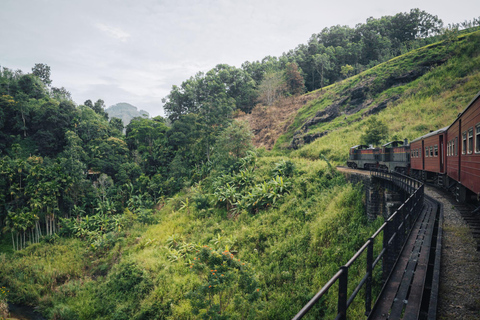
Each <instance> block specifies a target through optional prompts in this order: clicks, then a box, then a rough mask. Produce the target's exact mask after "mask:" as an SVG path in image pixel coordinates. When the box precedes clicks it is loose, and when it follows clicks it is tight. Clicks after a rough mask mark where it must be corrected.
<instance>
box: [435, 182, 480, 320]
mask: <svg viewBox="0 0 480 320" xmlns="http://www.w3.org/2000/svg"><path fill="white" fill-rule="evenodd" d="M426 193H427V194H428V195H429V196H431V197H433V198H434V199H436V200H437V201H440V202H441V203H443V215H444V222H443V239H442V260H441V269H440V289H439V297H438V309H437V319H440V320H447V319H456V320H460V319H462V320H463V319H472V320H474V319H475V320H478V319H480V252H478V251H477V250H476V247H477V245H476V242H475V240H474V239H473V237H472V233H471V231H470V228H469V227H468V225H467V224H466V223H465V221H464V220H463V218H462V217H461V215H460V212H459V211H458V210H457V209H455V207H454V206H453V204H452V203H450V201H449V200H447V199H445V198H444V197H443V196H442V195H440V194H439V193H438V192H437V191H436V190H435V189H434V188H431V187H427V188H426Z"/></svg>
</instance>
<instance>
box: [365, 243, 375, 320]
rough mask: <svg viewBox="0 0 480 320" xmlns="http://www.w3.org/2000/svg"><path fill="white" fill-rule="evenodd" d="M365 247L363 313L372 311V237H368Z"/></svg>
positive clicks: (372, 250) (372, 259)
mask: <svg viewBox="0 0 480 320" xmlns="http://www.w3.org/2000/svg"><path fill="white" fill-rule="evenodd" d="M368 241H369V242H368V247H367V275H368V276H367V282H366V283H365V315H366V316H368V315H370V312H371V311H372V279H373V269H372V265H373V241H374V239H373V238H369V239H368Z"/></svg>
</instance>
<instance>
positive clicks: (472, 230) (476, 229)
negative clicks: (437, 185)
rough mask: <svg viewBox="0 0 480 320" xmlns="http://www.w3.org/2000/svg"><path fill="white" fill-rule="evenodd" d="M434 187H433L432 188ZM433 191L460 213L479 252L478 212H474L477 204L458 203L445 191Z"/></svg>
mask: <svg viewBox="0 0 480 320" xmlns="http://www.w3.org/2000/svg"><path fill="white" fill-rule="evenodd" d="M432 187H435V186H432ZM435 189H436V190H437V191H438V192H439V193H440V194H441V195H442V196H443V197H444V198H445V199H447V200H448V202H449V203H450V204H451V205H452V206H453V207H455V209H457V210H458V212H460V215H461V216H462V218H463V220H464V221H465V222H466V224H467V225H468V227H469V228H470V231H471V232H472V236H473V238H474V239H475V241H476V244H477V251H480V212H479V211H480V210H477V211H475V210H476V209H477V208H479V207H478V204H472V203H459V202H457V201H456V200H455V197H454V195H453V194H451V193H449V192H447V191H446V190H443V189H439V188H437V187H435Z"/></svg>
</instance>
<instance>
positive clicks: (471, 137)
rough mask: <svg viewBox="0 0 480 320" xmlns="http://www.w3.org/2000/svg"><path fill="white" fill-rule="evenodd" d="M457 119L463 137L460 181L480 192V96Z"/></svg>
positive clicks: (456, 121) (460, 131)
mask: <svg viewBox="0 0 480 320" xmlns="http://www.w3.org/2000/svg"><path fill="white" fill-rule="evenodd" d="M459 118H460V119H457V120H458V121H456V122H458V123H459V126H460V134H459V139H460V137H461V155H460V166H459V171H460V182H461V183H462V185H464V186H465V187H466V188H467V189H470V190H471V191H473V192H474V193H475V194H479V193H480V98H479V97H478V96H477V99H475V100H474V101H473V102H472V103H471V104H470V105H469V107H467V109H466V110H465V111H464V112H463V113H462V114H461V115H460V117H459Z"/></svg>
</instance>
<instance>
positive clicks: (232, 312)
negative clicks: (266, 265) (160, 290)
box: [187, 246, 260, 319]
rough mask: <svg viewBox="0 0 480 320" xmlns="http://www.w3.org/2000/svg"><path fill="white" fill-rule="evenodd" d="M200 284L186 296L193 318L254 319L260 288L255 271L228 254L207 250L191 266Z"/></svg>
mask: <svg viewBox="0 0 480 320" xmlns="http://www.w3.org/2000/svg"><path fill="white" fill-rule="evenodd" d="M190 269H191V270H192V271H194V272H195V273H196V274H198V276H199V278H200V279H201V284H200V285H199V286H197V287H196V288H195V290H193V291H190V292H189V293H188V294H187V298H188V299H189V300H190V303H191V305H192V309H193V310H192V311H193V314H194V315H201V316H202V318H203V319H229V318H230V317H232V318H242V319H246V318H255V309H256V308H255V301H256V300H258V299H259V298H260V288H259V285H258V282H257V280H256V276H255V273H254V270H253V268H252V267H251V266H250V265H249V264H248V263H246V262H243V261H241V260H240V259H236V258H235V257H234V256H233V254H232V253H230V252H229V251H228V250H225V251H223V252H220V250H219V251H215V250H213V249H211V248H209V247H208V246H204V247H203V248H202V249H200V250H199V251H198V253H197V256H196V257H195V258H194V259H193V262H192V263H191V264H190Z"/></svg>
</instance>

• What this task involves:
Give back every entry in full, exactly as written, with no picture included.

• Solution for this exercise:
Each <instance> block specifies a target through optional prompts in this order: clicks, then a box, then a rough mask. Produce the target's exact mask after "mask:" as an SVG path in image pixel coordinates. When the box precedes clicks it is loose, and when it follows clicks it is tight. Clicks after a rough mask mark where it must be corrected.
<instance>
box: [435, 182, 480, 320]
mask: <svg viewBox="0 0 480 320" xmlns="http://www.w3.org/2000/svg"><path fill="white" fill-rule="evenodd" d="M426 193H427V194H428V195H429V196H431V197H433V198H434V199H436V200H437V201H440V202H441V203H443V215H444V222H443V239H442V260H441V269H440V289H439V297H438V309H437V319H440V320H447V319H456V320H460V319H462V320H463V319H472V320H474V319H475V320H478V319H480V252H478V251H477V250H476V247H477V245H476V242H475V240H474V239H473V237H472V233H471V231H470V228H469V227H468V225H467V224H466V223H465V221H464V220H463V218H462V217H461V215H460V212H459V211H458V210H457V209H455V207H454V206H453V204H452V203H450V201H449V200H447V199H445V198H444V197H443V196H442V195H440V194H439V193H438V192H437V191H436V190H435V189H434V188H431V187H427V188H426Z"/></svg>
</instance>
<instance>
box: [365, 243, 375, 320]
rough mask: <svg viewBox="0 0 480 320" xmlns="http://www.w3.org/2000/svg"><path fill="white" fill-rule="evenodd" d="M365 247L363 313L372 311V237H368Z"/></svg>
positive clicks: (372, 250) (372, 259)
mask: <svg viewBox="0 0 480 320" xmlns="http://www.w3.org/2000/svg"><path fill="white" fill-rule="evenodd" d="M368 241H369V242H368V247H367V275H368V276H367V282H366V283H365V315H366V316H368V315H370V312H371V311H372V279H373V269H372V265H373V241H374V239H373V238H369V239H368Z"/></svg>
</instance>
<instance>
positive clicks: (472, 230) (476, 229)
negative clicks: (437, 185)
rough mask: <svg viewBox="0 0 480 320" xmlns="http://www.w3.org/2000/svg"><path fill="white" fill-rule="evenodd" d="M434 187H433L432 188ZM433 191L460 213L479 252L478 212H474L477 204L458 203L445 191Z"/></svg>
mask: <svg viewBox="0 0 480 320" xmlns="http://www.w3.org/2000/svg"><path fill="white" fill-rule="evenodd" d="M432 187H435V186H432ZM435 189H436V190H437V191H438V192H439V193H440V194H441V195H442V196H443V197H444V198H445V199H447V200H448V202H449V203H450V204H451V205H452V206H453V207H455V209H457V210H458V212H460V215H461V216H462V218H463V220H464V221H465V222H466V224H467V225H468V227H469V228H470V231H471V232H472V236H473V238H474V239H475V241H476V244H477V251H480V212H479V211H480V210H477V211H475V210H476V209H477V208H479V207H478V204H472V203H459V202H457V201H456V200H455V197H454V195H453V194H451V193H449V192H447V191H446V190H443V189H439V188H437V187H435Z"/></svg>
</instance>
<instance>
positive clicks: (471, 137)
rough mask: <svg viewBox="0 0 480 320" xmlns="http://www.w3.org/2000/svg"><path fill="white" fill-rule="evenodd" d="M457 119L463 137L460 181L480 192V96Z"/></svg>
positive clicks: (456, 121) (460, 131)
mask: <svg viewBox="0 0 480 320" xmlns="http://www.w3.org/2000/svg"><path fill="white" fill-rule="evenodd" d="M459 118H460V119H457V120H458V121H456V122H458V123H459V126H460V134H459V139H460V137H461V155H460V166H459V171H460V182H461V183H462V185H464V186H465V187H466V188H467V189H470V190H471V191H473V192H474V193H475V194H479V193H480V98H479V97H478V96H477V99H475V100H474V101H473V102H472V103H471V104H470V105H469V107H467V109H466V110H465V111H464V112H463V113H462V114H461V115H460V117H459Z"/></svg>
</instance>
<instance>
positive clicks: (232, 312)
negative clicks: (266, 265) (160, 290)
box: [187, 246, 260, 319]
rough mask: <svg viewBox="0 0 480 320" xmlns="http://www.w3.org/2000/svg"><path fill="white" fill-rule="evenodd" d="M200 284L186 296L193 318L254 319L260 288L255 271L228 254L207 250L191 266Z"/></svg>
mask: <svg viewBox="0 0 480 320" xmlns="http://www.w3.org/2000/svg"><path fill="white" fill-rule="evenodd" d="M190 269H191V270H192V271H194V272H195V273H196V274H198V276H199V278H200V279H201V284H200V285H199V286H197V287H196V288H195V290H193V291H190V292H189V293H188V294H187V298H188V299H189V300H190V303H191V305H192V309H193V310H192V311H193V314H194V315H201V316H202V318H203V319H229V318H230V317H232V318H242V319H246V318H255V309H256V308H255V301H256V300H258V299H259V298H260V288H259V285H258V282H257V280H256V276H255V273H254V270H253V268H252V267H251V266H250V265H249V264H248V263H246V262H243V261H241V260H240V259H236V258H235V257H234V256H233V254H232V253H230V252H229V251H228V250H225V251H223V252H220V250H219V251H215V250H213V249H211V248H209V247H208V246H204V247H203V248H202V249H200V250H199V251H198V253H197V256H196V257H195V258H194V259H193V262H192V263H191V264H190Z"/></svg>
</instance>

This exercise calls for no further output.